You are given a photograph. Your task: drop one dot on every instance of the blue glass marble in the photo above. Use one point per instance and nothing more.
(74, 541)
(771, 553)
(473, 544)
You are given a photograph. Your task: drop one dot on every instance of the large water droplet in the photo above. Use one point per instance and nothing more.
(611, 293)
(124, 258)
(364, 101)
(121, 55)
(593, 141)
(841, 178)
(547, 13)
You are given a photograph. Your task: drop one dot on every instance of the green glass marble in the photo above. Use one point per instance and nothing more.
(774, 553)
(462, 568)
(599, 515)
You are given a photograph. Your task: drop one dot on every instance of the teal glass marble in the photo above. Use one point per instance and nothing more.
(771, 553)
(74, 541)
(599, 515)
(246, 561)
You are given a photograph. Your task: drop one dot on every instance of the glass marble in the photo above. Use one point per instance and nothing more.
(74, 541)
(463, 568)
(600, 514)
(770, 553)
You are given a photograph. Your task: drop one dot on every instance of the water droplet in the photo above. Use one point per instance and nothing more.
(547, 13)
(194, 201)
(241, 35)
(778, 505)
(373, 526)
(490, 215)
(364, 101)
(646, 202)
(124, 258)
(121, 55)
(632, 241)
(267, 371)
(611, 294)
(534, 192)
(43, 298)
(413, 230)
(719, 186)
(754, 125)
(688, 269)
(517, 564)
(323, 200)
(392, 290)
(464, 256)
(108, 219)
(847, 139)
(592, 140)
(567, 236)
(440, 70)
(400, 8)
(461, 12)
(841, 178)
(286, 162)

□ □ □ □

- [The task]
Could you update the items above by swapping "drop one dot" for "put a single mark" wherever it occurs, keeping everything else identical?

- [The reply]
You are given a photograph. Your task: put a single mark on every instance of the blue glass marble in the photo above. Use one point per instance and nothing more.
(74, 541)
(771, 553)
(473, 544)
You are given a photograph. Your task: put a single mark on every instance of the large water droplet in the photo above. Use one point per instance and nothing more.
(611, 293)
(124, 258)
(364, 101)
(121, 55)
(593, 141)
(841, 178)
(547, 13)
You are given a photograph. Your task: put a single mark on every instance of the green glass marble in the photo above. Use one point per instance and nothing more.
(774, 553)
(462, 568)
(599, 515)
You are given a photograph. Your task: put a single mark on every instance of the teal glass marble in the photo above. Use one point per instance and nothing more.
(771, 553)
(74, 541)
(599, 515)
(246, 561)
You are given a photograph. Your task: put a single mark on every instance of the glass marble in the photo above. Use one point per instance and nothing more.
(74, 541)
(463, 568)
(600, 514)
(770, 553)
You are given a photograph. Your task: put a single mark on every instance of the water droplet in the photo above. Use one point per instance and nothing more.
(547, 13)
(194, 201)
(241, 35)
(778, 505)
(373, 526)
(490, 215)
(364, 101)
(646, 202)
(124, 258)
(121, 55)
(632, 241)
(267, 371)
(611, 294)
(534, 192)
(43, 298)
(413, 230)
(719, 186)
(754, 125)
(688, 269)
(517, 564)
(323, 200)
(392, 290)
(464, 256)
(108, 219)
(847, 139)
(592, 140)
(567, 236)
(440, 70)
(400, 8)
(461, 12)
(841, 178)
(286, 162)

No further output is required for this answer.